** GOAL **
Copy the following material word for word, keeping every line as it appears.

** DATASET **

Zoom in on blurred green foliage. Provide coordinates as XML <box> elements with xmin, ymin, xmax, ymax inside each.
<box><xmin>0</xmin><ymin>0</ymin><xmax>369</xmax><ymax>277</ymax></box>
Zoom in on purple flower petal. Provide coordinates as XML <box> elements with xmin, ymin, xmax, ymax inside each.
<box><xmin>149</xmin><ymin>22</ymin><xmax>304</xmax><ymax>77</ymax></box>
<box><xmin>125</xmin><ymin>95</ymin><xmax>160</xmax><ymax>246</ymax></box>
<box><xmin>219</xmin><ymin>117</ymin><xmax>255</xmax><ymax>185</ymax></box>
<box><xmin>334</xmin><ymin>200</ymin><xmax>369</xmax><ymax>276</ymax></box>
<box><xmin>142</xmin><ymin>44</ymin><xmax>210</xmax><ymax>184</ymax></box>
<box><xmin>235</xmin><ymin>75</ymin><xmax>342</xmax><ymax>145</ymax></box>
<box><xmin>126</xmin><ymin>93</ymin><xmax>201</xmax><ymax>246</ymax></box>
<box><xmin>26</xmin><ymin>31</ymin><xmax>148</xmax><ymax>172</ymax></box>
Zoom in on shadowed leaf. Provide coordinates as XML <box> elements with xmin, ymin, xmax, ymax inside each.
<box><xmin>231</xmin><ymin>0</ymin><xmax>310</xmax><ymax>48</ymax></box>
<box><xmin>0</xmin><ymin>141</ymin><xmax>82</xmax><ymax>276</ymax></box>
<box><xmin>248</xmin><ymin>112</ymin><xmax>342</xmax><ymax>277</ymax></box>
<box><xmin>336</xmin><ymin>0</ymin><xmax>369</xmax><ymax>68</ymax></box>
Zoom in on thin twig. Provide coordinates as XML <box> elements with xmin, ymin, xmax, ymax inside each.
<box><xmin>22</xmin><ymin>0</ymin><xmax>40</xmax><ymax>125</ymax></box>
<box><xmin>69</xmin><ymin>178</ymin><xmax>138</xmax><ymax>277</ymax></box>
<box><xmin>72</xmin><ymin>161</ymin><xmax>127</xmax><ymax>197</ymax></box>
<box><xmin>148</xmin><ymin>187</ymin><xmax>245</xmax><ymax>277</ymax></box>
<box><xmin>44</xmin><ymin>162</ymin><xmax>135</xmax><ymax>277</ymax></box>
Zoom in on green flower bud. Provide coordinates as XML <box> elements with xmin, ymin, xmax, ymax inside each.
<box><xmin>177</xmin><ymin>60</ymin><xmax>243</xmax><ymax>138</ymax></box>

** THE REPLY **
Zoom in on blurred green foliage. Provide coordinates as XML <box> elements with xmin, ymin, xmax, ymax inside each.
<box><xmin>0</xmin><ymin>0</ymin><xmax>369</xmax><ymax>277</ymax></box>
Zoom in on purple flower petal. Provide coordinates as XML <box> elements with xmin, ymin, xmax, ymax inside each.
<box><xmin>149</xmin><ymin>22</ymin><xmax>304</xmax><ymax>77</ymax></box>
<box><xmin>125</xmin><ymin>95</ymin><xmax>160</xmax><ymax>246</ymax></box>
<box><xmin>219</xmin><ymin>117</ymin><xmax>255</xmax><ymax>185</ymax></box>
<box><xmin>334</xmin><ymin>200</ymin><xmax>369</xmax><ymax>276</ymax></box>
<box><xmin>142</xmin><ymin>44</ymin><xmax>210</xmax><ymax>184</ymax></box>
<box><xmin>235</xmin><ymin>75</ymin><xmax>342</xmax><ymax>145</ymax></box>
<box><xmin>126</xmin><ymin>93</ymin><xmax>201</xmax><ymax>246</ymax></box>
<box><xmin>26</xmin><ymin>31</ymin><xmax>148</xmax><ymax>172</ymax></box>
Zoom in on shadowed leaf. Provide coordinates as XML <box> elements with xmin, ymin, xmax, ymax inside each.
<box><xmin>231</xmin><ymin>0</ymin><xmax>310</xmax><ymax>48</ymax></box>
<box><xmin>0</xmin><ymin>141</ymin><xmax>82</xmax><ymax>276</ymax></box>
<box><xmin>248</xmin><ymin>112</ymin><xmax>342</xmax><ymax>277</ymax></box>
<box><xmin>336</xmin><ymin>0</ymin><xmax>369</xmax><ymax>68</ymax></box>
Zoom in on thin twig. Provide coordinates as XML <box> elements with xmin, ymin, xmax, ymax inside each.
<box><xmin>22</xmin><ymin>0</ymin><xmax>40</xmax><ymax>125</ymax></box>
<box><xmin>69</xmin><ymin>178</ymin><xmax>138</xmax><ymax>277</ymax></box>
<box><xmin>72</xmin><ymin>161</ymin><xmax>127</xmax><ymax>197</ymax></box>
<box><xmin>148</xmin><ymin>187</ymin><xmax>245</xmax><ymax>277</ymax></box>
<box><xmin>44</xmin><ymin>162</ymin><xmax>135</xmax><ymax>277</ymax></box>
Zoom in on green flower bud. Provide coordinates as XML <box> elements with xmin, ymin, xmax, ymax inside each.
<box><xmin>177</xmin><ymin>60</ymin><xmax>243</xmax><ymax>138</ymax></box>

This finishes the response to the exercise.